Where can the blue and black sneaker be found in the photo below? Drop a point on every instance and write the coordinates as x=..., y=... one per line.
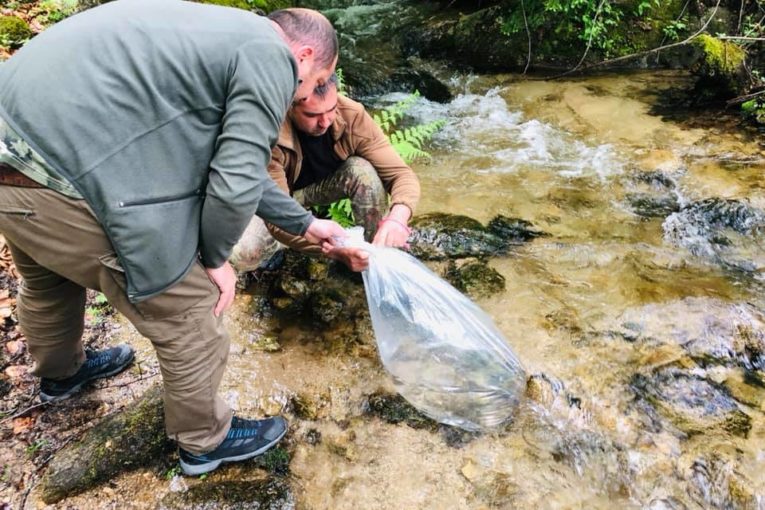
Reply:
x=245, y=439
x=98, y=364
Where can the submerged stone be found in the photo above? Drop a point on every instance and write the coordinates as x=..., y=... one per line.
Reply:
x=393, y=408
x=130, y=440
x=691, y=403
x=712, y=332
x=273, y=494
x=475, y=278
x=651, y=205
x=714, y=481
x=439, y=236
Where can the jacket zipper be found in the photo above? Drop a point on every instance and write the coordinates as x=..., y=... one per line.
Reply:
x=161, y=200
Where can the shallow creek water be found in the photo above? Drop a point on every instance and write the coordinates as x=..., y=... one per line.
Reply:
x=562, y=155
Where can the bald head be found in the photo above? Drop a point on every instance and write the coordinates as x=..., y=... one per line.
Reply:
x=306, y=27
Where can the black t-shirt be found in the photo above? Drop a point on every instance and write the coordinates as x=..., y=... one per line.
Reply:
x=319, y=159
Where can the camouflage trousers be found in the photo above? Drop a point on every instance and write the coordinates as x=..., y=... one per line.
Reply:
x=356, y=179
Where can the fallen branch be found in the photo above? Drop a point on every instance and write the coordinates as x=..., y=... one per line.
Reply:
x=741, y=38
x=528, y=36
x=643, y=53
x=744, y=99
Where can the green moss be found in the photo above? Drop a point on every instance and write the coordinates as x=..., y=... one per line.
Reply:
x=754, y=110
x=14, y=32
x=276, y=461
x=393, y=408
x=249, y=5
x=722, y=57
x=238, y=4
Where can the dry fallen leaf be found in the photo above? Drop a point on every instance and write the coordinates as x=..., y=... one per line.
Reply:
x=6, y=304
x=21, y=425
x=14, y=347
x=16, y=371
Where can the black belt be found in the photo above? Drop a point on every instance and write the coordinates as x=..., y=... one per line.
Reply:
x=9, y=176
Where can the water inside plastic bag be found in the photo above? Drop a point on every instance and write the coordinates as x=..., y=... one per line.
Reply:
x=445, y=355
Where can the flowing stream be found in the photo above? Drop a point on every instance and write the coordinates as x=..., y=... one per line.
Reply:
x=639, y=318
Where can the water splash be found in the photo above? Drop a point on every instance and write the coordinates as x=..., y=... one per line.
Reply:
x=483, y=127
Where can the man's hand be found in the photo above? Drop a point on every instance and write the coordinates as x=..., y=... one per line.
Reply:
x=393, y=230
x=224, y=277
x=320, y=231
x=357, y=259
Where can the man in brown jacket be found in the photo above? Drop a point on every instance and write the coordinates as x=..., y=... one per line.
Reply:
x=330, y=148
-*-
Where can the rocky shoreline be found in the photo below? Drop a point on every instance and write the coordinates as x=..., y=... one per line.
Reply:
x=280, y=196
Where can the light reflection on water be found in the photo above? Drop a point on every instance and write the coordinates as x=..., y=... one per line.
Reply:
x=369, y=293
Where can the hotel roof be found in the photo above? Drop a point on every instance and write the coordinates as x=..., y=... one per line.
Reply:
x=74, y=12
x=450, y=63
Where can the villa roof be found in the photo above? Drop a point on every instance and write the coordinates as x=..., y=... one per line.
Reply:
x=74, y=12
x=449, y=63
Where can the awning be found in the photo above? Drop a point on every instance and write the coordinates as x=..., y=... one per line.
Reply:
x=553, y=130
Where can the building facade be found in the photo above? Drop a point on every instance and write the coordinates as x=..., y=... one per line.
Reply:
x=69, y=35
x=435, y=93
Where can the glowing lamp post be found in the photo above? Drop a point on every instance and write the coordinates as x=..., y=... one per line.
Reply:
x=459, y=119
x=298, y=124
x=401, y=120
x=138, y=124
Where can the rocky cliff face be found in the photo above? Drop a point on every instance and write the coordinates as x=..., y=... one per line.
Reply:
-*-
EXERCISE PROMPT
Work out how many lines of the data hold the string "rocky". Reply with that number alone.

EXERCISE SOLUTION
2